=== EXCERPTED PASSAGE ===
With 8,700 low-income communities competing for private investment, some places are topping on the incentives to make themselves stand out.

Charles Town
Downtown Charles Town is one of 55 opportunity zones in West Virginia. Lawmakers are considering offering additional incentives to help attract opportunity zone investment to the state.
(Shutterstock)
Opportunity, it is said, only knocks once. So when it comes to attracting private developers to invest in so-called opportunity zones, several states and cities are working hard to make themselves stand out.

The zones were created in the 2017 federal tax overhaul as a way to entice companies to invest in underdeveloped areas. A company can reduce the capital gains taxes it owes on previous investments if it invests in low-income communities that have been designated as opportunity zones. On Wednesday, the Trump administration released new guidelines for the program.

But with 8,700 opportunity zones across the country -- many in big cities that already attract considerable development dollars -- some places are worried about distinguishing themselves. What would make an investment in, say, Oklahoma City any more attractive than one in Boston?

So state and local governments are adding incentives to help make themselves even more desirable.
=== DATA SHOWN ===
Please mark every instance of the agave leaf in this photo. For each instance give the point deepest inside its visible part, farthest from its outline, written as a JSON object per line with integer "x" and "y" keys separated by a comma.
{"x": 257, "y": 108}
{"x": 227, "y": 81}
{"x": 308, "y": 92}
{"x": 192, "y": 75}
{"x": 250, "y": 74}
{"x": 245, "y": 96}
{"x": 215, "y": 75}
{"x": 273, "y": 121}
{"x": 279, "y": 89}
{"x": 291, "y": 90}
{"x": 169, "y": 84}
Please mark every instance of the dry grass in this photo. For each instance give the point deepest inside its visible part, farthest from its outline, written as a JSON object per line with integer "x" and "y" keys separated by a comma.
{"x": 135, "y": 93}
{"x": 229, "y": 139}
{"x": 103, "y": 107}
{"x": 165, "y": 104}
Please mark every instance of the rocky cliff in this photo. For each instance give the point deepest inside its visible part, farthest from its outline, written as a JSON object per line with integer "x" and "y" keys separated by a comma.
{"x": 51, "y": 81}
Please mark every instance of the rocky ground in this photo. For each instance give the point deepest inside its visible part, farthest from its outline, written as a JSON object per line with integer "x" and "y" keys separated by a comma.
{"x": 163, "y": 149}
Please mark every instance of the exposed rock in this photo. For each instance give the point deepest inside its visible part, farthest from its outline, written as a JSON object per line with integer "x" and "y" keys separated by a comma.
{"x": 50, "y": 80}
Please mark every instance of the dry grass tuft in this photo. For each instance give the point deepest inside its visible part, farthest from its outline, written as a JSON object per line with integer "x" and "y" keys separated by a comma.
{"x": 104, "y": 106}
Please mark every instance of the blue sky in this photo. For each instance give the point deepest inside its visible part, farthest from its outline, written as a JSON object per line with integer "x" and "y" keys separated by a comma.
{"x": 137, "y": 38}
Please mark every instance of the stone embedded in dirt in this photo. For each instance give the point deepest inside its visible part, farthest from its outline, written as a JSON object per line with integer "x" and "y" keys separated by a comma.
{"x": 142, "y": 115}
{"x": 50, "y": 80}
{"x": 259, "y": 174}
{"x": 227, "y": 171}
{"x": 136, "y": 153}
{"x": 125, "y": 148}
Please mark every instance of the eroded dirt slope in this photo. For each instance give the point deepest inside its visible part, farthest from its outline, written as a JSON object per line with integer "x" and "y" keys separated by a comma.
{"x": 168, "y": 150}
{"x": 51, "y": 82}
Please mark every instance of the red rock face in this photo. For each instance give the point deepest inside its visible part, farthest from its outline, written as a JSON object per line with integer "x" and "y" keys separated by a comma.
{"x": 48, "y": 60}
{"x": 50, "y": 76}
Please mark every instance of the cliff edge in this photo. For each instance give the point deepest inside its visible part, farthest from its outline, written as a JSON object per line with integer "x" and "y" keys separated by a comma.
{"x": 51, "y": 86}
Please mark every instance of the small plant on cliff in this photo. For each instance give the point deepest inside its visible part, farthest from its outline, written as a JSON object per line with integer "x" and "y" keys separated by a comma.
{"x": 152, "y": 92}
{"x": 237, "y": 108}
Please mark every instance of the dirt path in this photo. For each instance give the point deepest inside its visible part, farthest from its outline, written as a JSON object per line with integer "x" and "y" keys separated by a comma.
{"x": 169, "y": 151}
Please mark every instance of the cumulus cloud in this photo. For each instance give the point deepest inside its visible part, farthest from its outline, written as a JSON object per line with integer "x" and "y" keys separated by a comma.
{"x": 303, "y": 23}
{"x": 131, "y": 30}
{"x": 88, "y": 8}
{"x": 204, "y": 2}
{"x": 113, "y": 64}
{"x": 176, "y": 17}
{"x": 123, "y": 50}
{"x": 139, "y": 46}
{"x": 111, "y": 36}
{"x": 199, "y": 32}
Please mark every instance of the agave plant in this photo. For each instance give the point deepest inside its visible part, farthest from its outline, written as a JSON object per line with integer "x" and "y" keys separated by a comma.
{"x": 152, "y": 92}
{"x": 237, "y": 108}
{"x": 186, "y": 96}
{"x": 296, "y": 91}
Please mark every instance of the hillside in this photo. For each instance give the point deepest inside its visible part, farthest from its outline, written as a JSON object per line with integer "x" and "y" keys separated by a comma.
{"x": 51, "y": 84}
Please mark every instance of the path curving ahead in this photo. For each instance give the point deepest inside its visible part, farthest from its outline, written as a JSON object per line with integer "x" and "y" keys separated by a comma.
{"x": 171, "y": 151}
===
▶ **GOALS**
(1) How would you sum up the opportunity zones passage in two sentences?
(2) Could you write the next paragraph of the opportunity zones passage, picking up after its final sentence?

▶ **EXPECTED ANSWERS**
(1) Opportunity zones, created in the 2017 federal tax overhaul, let a company reduce the capital gains taxes it owes on previous investments if it invests in designated low-income communities. Because 8,700 such zones compete for private investment, some states and cities are adding their own incentives to stand out.

(2)
West Virginia lawmakers are looking at an income tax exemption for new opportunity zone investment. Florida is trying to align its opportunity zones with preexisting enterprise zones, which would give investors the benefits of both programs. In Connecticut, some legislators want to exempt historic preservation requirements in opportunity zones if the building has been vacant for more than five years. Maryland lawmakers are considering two bills -- one that would offer tax credits to opportunity zone businesses that hire former inmates and another that would offer historic preservation tax credits to businesses that locate in opportunity zones.

“You’re seeing OZs prompt a number of common-sense reforms,” says John Lettieri, president and CEO of the Economic Innovation Group, the Washington, D.C.-based think tank that drafted the opportunity zone legislation.

At the local level, five mayors -- of Erie, Pa.; Louisville, Ky.; Oklahoma City; South Bend, Ind., and Stockton, Calif. -- have released an investment plan aimed at attracting opportunity zone investment.

Oklahoma City's downtown opportunity zone also covers its tax increment financing district, allowing investors to benefit from both programs. And thanks to a 2017 ballot initiative in which voters approved $50 million for job creation, the city is able to negotiate additional tax incentives for businesses in return for an agreed-upon number of jobs to be created. Mayor David Holt says he plans to use all the tools available to attract opportunity zone businesses to his city.

“If you are looking for ways for cities to not just sit back and wait for people to invest in opportunity zones," Holt says, "we have a little to play with.”

Still, attracting businesses to small and midsize cities remains a challenge. Oklahoma City, for all of its efforts, has not yet secured an investment in any of its 117 opportunity zones.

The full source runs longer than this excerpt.